• **HOW TO COMPLETE THIS TASK**
Repeat every record below exactly, omitting any pictures.

• **ENTRIES SHOWN**

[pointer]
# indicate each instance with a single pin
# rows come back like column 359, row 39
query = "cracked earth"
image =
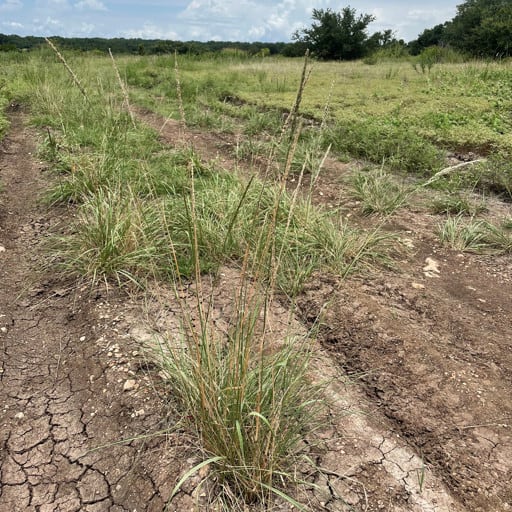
column 421, row 425
column 64, row 368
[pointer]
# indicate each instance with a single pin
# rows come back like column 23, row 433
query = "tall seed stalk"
column 68, row 69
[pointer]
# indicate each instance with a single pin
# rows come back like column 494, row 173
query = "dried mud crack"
column 63, row 366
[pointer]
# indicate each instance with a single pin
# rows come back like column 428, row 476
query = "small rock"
column 129, row 385
column 431, row 268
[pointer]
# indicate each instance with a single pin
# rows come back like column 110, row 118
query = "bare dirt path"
column 69, row 381
column 431, row 350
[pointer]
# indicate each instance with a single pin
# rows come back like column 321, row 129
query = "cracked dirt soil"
column 60, row 396
column 433, row 367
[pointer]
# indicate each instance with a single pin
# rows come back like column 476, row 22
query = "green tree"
column 336, row 36
column 482, row 27
column 435, row 36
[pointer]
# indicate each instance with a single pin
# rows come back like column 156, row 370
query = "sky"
column 208, row 20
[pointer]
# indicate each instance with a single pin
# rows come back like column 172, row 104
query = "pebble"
column 129, row 385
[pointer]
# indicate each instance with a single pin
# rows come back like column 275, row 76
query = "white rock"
column 129, row 385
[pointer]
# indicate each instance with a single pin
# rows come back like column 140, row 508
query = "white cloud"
column 11, row 5
column 150, row 31
column 48, row 25
column 12, row 24
column 87, row 28
column 94, row 5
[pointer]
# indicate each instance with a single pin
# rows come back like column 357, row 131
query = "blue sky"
column 204, row 20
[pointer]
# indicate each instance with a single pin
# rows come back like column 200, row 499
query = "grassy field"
column 146, row 210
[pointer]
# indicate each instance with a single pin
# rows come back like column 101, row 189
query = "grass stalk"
column 75, row 79
column 124, row 90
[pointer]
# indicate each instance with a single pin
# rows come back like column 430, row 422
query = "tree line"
column 480, row 28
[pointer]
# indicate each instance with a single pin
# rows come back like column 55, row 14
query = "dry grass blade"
column 123, row 88
column 69, row 70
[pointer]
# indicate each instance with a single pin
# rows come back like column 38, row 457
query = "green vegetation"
column 378, row 192
column 476, row 235
column 4, row 102
column 335, row 36
column 143, row 210
column 480, row 28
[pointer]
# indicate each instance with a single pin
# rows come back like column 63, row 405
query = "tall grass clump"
column 475, row 235
column 385, row 143
column 4, row 102
column 144, row 211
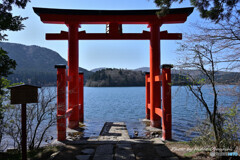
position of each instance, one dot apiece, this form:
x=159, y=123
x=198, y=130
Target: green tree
x=8, y=22
x=215, y=10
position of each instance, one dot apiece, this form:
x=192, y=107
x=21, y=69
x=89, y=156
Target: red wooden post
x=166, y=102
x=61, y=102
x=155, y=92
x=147, y=95
x=81, y=86
x=73, y=85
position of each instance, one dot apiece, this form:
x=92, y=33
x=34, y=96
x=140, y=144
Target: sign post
x=23, y=94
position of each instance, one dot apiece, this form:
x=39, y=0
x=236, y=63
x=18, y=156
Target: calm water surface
x=127, y=104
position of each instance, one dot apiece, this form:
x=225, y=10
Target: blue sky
x=129, y=54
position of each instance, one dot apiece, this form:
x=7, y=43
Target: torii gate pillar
x=155, y=90
x=73, y=84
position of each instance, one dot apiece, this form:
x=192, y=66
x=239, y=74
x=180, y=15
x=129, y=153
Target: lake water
x=127, y=104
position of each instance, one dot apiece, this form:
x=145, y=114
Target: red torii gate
x=114, y=20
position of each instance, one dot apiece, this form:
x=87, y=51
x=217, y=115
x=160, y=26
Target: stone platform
x=114, y=143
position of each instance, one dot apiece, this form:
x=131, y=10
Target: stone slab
x=106, y=149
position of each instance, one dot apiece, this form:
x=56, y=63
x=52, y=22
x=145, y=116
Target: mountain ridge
x=35, y=64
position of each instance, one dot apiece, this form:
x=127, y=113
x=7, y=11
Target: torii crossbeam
x=114, y=19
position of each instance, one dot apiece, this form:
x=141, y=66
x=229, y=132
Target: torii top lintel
x=65, y=16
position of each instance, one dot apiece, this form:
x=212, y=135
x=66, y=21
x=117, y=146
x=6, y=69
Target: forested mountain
x=116, y=78
x=35, y=65
x=121, y=77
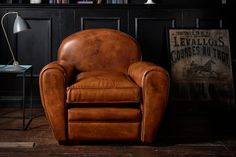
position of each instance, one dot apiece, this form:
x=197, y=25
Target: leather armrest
x=139, y=70
x=154, y=82
x=53, y=80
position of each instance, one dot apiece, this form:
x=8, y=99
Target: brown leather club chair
x=99, y=89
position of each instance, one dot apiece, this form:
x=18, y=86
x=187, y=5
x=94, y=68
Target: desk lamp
x=19, y=26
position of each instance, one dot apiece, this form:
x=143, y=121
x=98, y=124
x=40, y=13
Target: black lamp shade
x=20, y=25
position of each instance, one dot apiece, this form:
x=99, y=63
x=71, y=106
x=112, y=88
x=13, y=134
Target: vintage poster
x=201, y=67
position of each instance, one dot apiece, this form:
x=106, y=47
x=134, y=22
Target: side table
x=26, y=70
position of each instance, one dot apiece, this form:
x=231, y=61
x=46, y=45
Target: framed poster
x=200, y=63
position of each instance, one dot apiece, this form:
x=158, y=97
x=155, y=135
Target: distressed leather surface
x=103, y=87
x=100, y=50
x=104, y=114
x=155, y=83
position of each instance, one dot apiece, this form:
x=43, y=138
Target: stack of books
x=59, y=2
x=117, y=1
x=85, y=2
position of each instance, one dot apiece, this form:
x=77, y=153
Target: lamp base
x=150, y=2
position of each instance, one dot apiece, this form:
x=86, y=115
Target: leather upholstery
x=99, y=89
x=103, y=87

• **SOLUTION**
[pointer]
# indicate each instance with a single pin
# rows come back like column 359, row 39
query = "cracked earth"
image =
column 421, row 425
column 64, row 368
[pointer]
# indicate each instance with a single pin
# rows come back like column 23, row 433
query = "tall seed stalk"
column 68, row 69
[pointer]
# indicate each instance with a single pin
# rows come back like column 494, row 173
query = "dried mud crack"
column 63, row 366
[pointer]
# indicate each instance with a single pin
# rows come back like column 428, row 476
query = "small rock"
column 129, row 385
column 431, row 268
[pointer]
# indicate each instance with a single pin
# rows come back like column 110, row 118
query = "bare dirt path"
column 69, row 381
column 431, row 350
[pointer]
# indicate each instance with a single pin
# rows come back like column 321, row 129
query = "cracked dirt soil"
column 60, row 396
column 433, row 367
[pointer]
# indicate each instance with a single pin
# rows come back like column 476, row 22
query = "green tree"
column 336, row 36
column 482, row 27
column 435, row 36
[pointer]
# indicate each instance with a single pin
# rows come back like column 156, row 370
query = "sky"
column 208, row 20
[pointer]
# indicate each instance with a single pin
# rows come back like column 172, row 104
query = "pebble"
column 129, row 385
[pointer]
# indicate each instance with a single pin
# rows come back like column 275, row 76
query = "white rock"
column 129, row 385
[pointer]
# indicate each instance with a single pin
# rows come back like column 140, row 508
query = "white cloud"
column 11, row 5
column 150, row 31
column 48, row 25
column 12, row 24
column 87, row 28
column 94, row 5
[pointer]
# indicate each instance with a single pin
# rows come back like column 357, row 131
query = "blue sky"
column 204, row 20
[pointer]
# indicate each instance with a single pin
# rows come back like column 200, row 499
query = "grassy field"
column 146, row 210
[pointer]
# indicate each instance with a single pin
# rows come back like column 101, row 189
query = "grass stalk"
column 75, row 79
column 124, row 90
[pointer]
# indicate each instance with a single pin
# rows come back like column 430, row 422
query = "tree line"
column 480, row 28
[pointer]
# indicate each instance with a single pin
# rows come back like column 55, row 14
query = "dry grass blade"
column 123, row 88
column 69, row 70
[pointer]
# indicate each instance with a single pin
# rows come back like column 38, row 457
query = "green vegetation"
column 378, row 192
column 476, row 235
column 4, row 102
column 335, row 36
column 143, row 210
column 480, row 28
[pointer]
# indicate each instance with a single pin
# rows come back like column 63, row 405
query = "tall grass clump"
column 475, row 235
column 385, row 143
column 4, row 102
column 144, row 211
position of each instance, one dot apiece, this form:
x=159, y=123
x=198, y=130
Target: green tree
x=8, y=22
x=215, y=10
position of each instance, one dot apiece, this form:
x=192, y=107
x=21, y=69
x=89, y=156
Target: red wooden post
x=166, y=102
x=61, y=102
x=155, y=92
x=147, y=95
x=81, y=86
x=73, y=85
position of each instance, one dot apiece, this form:
x=92, y=33
x=34, y=96
x=140, y=144
Target: sign post
x=23, y=94
position of each instance, one dot apiece, this form:
x=39, y=0
x=236, y=63
x=18, y=156
Target: calm water surface
x=127, y=104
position of each instance, one dot apiece, this form:
x=225, y=10
Target: blue sky
x=129, y=54
position of each instance, one dot apiece, this form:
x=7, y=43
Target: torii gate pillar
x=155, y=90
x=73, y=84
position of each instance, one dot apiece, this form:
x=192, y=66
x=239, y=74
x=180, y=15
x=129, y=153
Target: lake water
x=127, y=104
position of each instance, one dot apiece, this form:
x=145, y=114
Target: red torii gate
x=114, y=20
position of each instance, one dot apiece, this form:
x=87, y=51
x=217, y=115
x=160, y=26
Target: stone platform
x=114, y=143
position of each instance, one dot apiece, this form:
x=131, y=10
Target: stone slab
x=106, y=149
position of each instance, one dot apiece, this form:
x=56, y=63
x=52, y=22
x=145, y=116
Target: mountain ridge
x=35, y=64
position of each instance, one dot apiece, this form:
x=127, y=113
x=7, y=11
Target: torii crossbeam
x=114, y=19
position of each instance, one dot apiece, this form:
x=141, y=66
x=229, y=132
Target: torii top lintel
x=65, y=16
position of each instance, one dot apiece, this form:
x=212, y=135
x=66, y=21
x=117, y=146
x=6, y=69
Target: forested mountain
x=116, y=78
x=35, y=65
x=121, y=77
position of each instance, one dot apiece, this form:
x=197, y=25
Target: leather armrest
x=139, y=70
x=154, y=82
x=53, y=80
position of each instance, one dot apiece, this form:
x=8, y=99
Target: brown leather club chair
x=99, y=89
position of each instance, one dot apiece, this form:
x=18, y=86
x=187, y=5
x=94, y=68
Target: desk lamp
x=19, y=26
position of each instance, one dot apiece, this form:
x=143, y=121
x=98, y=124
x=40, y=13
Target: black lamp shade
x=20, y=25
position of each instance, one dot apiece, this form:
x=99, y=63
x=71, y=106
x=112, y=88
x=13, y=134
Target: vintage poster
x=201, y=67
position of each instance, one dot apiece, this form:
x=106, y=47
x=134, y=22
Target: side table
x=26, y=70
position of each instance, one dot apiece, this form:
x=231, y=61
x=46, y=45
Target: framed poster
x=200, y=63
position of each instance, one dot apiece, this form:
x=158, y=97
x=155, y=135
Target: distressed leather surface
x=103, y=87
x=100, y=50
x=104, y=114
x=155, y=83
position of each instance, one dot apiece, this form:
x=43, y=138
Target: stack of books
x=59, y=2
x=117, y=1
x=85, y=2
position of each instance, one dot apiece, this form:
x=77, y=153
Target: lamp base
x=150, y=2
position of each instance, one dot apiece, this form:
x=86, y=115
Target: leather upholstery
x=99, y=89
x=103, y=87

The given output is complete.